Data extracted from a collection
-- start --

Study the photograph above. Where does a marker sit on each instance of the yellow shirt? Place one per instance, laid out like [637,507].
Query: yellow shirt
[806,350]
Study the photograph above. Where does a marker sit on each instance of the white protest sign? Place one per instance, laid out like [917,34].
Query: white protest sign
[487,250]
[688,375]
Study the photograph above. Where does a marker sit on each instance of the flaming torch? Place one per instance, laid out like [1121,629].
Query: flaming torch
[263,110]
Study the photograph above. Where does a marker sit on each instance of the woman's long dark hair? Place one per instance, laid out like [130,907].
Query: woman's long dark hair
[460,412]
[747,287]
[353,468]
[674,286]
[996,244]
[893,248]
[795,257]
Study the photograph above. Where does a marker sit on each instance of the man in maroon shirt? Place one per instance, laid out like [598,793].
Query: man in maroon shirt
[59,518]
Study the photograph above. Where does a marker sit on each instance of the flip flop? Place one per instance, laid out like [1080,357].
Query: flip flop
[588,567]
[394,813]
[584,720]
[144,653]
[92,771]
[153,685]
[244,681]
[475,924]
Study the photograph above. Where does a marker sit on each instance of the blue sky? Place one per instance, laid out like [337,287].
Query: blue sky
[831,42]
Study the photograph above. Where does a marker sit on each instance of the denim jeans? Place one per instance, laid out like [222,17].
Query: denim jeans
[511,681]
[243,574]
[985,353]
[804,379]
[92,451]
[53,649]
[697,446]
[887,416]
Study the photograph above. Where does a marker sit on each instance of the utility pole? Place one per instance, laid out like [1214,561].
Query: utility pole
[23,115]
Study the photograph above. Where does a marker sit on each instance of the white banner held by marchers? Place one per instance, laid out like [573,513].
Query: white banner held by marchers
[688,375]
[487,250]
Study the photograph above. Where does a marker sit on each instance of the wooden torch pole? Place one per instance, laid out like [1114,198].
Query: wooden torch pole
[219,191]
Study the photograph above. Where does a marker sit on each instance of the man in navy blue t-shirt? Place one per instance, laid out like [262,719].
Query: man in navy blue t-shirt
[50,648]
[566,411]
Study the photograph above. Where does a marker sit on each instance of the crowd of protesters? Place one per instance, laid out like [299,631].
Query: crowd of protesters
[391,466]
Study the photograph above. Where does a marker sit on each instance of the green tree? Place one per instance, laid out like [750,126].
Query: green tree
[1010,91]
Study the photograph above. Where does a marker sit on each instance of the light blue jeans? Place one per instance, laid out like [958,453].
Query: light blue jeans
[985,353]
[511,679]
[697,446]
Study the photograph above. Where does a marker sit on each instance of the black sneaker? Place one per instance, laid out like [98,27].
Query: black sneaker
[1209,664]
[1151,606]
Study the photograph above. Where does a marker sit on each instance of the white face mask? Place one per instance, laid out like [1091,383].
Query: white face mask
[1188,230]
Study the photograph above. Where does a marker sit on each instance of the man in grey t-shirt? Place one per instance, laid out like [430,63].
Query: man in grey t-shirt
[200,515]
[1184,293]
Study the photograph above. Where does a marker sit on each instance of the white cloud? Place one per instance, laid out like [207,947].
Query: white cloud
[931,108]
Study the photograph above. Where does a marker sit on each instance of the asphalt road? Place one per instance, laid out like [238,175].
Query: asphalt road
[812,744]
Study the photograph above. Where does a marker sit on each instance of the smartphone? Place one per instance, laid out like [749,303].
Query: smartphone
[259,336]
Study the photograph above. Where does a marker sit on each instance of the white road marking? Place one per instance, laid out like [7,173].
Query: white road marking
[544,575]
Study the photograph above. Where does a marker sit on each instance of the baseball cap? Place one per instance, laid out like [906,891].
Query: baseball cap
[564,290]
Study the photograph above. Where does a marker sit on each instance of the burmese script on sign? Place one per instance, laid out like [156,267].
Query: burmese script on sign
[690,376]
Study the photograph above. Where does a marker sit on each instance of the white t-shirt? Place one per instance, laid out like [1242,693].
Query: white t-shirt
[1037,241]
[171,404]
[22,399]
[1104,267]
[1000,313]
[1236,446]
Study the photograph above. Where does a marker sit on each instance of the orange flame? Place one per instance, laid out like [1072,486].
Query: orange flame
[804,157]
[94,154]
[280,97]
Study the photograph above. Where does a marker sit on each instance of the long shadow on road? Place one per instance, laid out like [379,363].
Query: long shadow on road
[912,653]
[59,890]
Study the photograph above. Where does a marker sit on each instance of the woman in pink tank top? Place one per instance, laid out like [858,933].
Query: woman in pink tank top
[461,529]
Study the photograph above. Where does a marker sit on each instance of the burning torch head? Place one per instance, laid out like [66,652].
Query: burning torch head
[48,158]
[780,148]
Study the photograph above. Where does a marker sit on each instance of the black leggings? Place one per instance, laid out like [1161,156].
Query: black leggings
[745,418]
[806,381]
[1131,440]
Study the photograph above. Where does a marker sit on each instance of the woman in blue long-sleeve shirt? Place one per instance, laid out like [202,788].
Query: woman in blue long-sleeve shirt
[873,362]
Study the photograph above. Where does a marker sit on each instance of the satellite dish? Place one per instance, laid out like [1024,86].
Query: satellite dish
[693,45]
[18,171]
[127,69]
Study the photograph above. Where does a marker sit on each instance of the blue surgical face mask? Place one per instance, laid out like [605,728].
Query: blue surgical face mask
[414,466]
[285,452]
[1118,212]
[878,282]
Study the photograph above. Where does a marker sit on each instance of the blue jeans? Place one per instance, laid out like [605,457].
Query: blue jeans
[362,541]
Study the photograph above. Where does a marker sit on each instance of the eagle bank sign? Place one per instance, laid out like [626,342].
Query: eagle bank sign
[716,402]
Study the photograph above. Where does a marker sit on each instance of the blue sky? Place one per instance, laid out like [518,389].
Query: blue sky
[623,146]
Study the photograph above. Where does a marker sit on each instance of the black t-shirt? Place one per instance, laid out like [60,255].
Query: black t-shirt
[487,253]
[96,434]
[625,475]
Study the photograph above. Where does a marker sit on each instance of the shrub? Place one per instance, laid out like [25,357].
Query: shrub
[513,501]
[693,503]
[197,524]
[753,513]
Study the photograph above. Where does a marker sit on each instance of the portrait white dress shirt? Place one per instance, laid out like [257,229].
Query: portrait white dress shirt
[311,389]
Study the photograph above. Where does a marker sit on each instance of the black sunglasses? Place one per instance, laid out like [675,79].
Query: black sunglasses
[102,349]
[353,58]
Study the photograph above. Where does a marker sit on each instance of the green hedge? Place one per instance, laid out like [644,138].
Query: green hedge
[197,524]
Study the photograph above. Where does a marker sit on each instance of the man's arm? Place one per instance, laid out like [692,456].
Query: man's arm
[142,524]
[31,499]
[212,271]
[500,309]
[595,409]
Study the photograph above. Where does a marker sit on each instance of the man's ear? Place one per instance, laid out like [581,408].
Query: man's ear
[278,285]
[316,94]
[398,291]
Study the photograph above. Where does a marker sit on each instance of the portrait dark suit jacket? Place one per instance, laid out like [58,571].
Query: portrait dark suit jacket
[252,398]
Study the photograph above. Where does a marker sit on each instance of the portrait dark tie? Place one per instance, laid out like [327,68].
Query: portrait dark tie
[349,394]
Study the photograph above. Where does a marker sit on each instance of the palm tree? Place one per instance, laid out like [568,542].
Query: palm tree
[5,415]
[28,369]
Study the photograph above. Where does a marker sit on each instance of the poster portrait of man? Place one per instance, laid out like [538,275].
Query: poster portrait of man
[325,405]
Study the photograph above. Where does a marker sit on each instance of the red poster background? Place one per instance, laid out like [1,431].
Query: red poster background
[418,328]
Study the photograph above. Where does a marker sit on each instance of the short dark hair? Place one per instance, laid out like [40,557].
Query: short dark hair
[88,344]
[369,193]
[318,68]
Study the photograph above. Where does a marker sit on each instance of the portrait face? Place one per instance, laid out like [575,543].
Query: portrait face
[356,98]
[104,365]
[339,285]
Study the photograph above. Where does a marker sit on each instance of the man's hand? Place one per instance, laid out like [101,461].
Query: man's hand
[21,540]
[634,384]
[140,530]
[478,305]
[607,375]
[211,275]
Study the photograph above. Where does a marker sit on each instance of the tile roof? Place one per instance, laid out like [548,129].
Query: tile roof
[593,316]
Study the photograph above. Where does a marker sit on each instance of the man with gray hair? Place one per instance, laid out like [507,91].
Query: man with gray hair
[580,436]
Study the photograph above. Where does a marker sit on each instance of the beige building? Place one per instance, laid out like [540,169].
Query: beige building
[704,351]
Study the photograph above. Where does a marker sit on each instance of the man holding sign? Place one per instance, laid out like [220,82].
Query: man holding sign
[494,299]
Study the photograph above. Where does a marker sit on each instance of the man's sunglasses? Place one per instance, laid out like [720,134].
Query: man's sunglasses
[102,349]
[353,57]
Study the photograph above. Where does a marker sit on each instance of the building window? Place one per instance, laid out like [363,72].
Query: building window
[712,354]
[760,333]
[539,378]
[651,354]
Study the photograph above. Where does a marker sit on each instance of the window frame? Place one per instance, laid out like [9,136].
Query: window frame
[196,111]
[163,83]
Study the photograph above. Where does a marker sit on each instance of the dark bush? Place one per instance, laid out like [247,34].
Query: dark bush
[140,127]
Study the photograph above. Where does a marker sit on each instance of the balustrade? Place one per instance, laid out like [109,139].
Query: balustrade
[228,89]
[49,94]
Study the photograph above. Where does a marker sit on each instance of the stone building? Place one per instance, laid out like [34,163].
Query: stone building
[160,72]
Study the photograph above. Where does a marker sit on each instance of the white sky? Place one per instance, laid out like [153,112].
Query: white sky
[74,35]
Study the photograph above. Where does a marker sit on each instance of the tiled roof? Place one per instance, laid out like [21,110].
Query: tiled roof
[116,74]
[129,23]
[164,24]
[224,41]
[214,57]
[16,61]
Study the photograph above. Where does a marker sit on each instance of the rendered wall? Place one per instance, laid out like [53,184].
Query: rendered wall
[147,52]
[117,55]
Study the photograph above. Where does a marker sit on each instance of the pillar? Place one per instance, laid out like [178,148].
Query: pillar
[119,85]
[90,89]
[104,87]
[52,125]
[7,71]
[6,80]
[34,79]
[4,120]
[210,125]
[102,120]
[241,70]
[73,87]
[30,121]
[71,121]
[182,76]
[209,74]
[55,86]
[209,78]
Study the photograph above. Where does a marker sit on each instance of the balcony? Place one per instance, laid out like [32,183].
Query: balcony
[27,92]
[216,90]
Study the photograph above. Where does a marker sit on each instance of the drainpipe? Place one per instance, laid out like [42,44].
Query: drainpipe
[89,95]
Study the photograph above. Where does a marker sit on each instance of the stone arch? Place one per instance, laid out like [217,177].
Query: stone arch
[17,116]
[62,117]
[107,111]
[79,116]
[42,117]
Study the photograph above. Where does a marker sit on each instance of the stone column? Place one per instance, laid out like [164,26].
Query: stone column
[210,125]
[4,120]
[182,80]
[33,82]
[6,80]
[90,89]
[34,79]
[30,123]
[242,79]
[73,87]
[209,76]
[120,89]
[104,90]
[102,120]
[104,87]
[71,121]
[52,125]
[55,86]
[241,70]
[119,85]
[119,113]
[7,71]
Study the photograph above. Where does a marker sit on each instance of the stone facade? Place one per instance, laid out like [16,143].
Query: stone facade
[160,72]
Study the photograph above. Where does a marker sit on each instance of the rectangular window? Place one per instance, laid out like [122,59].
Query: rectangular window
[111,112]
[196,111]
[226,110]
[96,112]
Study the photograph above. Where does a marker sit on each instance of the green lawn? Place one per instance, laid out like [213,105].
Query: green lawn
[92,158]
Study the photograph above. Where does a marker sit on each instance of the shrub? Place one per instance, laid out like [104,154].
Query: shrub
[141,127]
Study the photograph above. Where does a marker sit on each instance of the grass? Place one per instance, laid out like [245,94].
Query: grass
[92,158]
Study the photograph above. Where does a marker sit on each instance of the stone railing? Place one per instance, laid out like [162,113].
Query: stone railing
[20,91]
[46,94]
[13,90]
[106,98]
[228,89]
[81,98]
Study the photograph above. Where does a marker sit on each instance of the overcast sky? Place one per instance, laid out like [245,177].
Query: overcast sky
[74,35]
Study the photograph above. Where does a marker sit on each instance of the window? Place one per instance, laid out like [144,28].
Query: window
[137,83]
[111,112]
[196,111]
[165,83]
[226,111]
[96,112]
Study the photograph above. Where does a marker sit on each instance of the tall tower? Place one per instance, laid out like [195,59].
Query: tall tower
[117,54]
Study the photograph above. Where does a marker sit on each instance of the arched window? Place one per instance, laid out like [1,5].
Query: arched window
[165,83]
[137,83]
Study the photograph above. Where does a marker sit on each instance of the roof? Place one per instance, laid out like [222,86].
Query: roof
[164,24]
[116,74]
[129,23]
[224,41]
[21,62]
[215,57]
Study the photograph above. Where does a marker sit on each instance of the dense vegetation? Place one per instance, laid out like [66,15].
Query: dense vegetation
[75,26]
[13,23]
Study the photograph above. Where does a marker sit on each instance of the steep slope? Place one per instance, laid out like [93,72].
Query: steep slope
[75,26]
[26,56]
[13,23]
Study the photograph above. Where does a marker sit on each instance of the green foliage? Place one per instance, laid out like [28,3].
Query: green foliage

-- end --

◆ **Task to carry out**
The answer consists only of the lines from the one containing "out like [222,86]." to the end of the records, each written out exactly.

◆ **Solution for this exercise**
Study the photograph above. Where does a marker sit on each instance of the roof? Place one per instance, laid out like [222,86].
Query: roof
[164,24]
[116,74]
[129,23]
[224,41]
[21,62]
[215,57]
Study the photograph above. Where does a marker sit on each instance of the dense vegetation? Place one per instance, laid out like [66,15].
Query: dense vegetation
[75,26]
[13,23]
Study the photograph above. Where does a marker sit on each instance of the steep slope? Place one per instance, laid out like [93,72].
Query: steep slope
[75,26]
[26,56]
[13,23]
Study the photograph above. Where does a marker sit on each instance of the green foliage? Place one per instance, laid out like [28,3].
Query: green foliage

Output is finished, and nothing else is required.